* **SELECTED EXCERPT**:
+ + +
I don't quite understand how you arrived at your result, so I'll try to sketch my solution. As you tagged the question as homework, there are no computations - just the idea.

There are at first $4$ possibilities to consider, depending how many chocolate popsicles the kids want: $0,1,2$ or $3$. Say $A(i)$ is the number of requests that have $i$ chocolate popsicles chosen. Let $T$ be the desired total. Then clearly:

$$T = A(0) + A(1) + A(2) + A(3)$$

as the possibilities are mutually exclusive and exhaustive.

• $A(3)$ is easy: $3$ kids picked chocolate, and the remaining $5$ are choosing amongst the other three flavours. Note that they can all choose the same flavour.

• $A(2)$ is just as easy: you have $6$ kids left to consider. Assume first that there are $6$ banana popsicles as well. Count all possible choices, then discount the one case when all six kids pick the banana popsicle.
+ + +
* **REQUIRED TASK 1**: Rewrite the entries starting at their first line and ending at the line containing "Outlines of the wheel", replacing "top-left" with "upper-left" and leaving everything else unchanged.
The text above has no connection to the entries that follow it.
+ + +
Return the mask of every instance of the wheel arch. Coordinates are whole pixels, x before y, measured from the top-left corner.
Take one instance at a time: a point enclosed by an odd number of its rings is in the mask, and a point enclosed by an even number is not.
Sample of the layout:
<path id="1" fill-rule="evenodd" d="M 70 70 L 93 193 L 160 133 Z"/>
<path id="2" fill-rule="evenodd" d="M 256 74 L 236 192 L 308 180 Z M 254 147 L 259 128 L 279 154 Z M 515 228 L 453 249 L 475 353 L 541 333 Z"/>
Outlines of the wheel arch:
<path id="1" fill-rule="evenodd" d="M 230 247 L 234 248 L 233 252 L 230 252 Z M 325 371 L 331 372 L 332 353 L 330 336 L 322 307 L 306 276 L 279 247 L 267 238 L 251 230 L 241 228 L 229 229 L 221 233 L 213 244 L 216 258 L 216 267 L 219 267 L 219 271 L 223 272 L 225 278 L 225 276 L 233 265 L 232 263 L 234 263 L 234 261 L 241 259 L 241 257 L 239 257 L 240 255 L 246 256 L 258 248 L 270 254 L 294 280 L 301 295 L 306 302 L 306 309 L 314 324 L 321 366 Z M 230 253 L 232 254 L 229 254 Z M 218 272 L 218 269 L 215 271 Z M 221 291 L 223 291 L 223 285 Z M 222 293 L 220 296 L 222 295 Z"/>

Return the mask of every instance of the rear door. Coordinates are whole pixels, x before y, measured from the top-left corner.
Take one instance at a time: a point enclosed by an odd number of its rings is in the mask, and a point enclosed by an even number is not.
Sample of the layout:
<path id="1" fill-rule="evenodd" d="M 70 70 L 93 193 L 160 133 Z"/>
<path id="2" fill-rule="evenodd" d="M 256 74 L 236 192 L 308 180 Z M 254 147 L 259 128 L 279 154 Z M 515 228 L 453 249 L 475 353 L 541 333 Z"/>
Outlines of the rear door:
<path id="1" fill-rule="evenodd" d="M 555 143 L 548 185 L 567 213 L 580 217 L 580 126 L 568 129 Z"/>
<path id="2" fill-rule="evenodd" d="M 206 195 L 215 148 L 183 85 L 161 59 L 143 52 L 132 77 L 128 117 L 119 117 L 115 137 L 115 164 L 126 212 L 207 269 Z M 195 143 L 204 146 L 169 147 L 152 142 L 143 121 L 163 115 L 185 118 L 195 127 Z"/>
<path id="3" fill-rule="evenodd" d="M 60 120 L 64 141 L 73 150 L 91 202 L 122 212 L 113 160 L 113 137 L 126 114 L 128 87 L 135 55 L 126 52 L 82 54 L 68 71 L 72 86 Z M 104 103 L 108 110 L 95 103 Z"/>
+ + +
* **REQUIRED TASK 2**:
Answer these questions about the popsicle-counting excerpt.
(a) How many possibilities are there at first to consider?
(b) In the case $A(3)$, how many kids remain to choose among the other three flavors?
(c) In the case $A(2)$, which case is discounted after all possible choices are counted?

* **WORKED SOLUTION 1**:
Return the mask of every instance of the wheel arch. Coordinates are whole pixels, x before y, measured from the upper-left corner.
Take one instance at a time: a point enclosed by an odd number of its rings is in the mask, and a point enclosed by an even number is not.
Sample of the layout:
<path id="1" fill-rule="evenodd" d="M 70 70 L 93 193 L 160 133 Z"/>
<path id="2" fill-rule="evenodd" d="M 256 74 L 236 192 L 308 180 Z M 254 147 L 259 128 L 279 154 Z M 515 228 L 453 249 L 475 353 L 541 333 Z"/>
Outlines of the wheel arch:

* **WORKED SOLUTION 2**:
(a) Four, depending on whether the kids want 0, 1, 2 or 3 chocolate popsicles.
(b) Five.
(c) The one case in which all six kids pick the banana popsicle.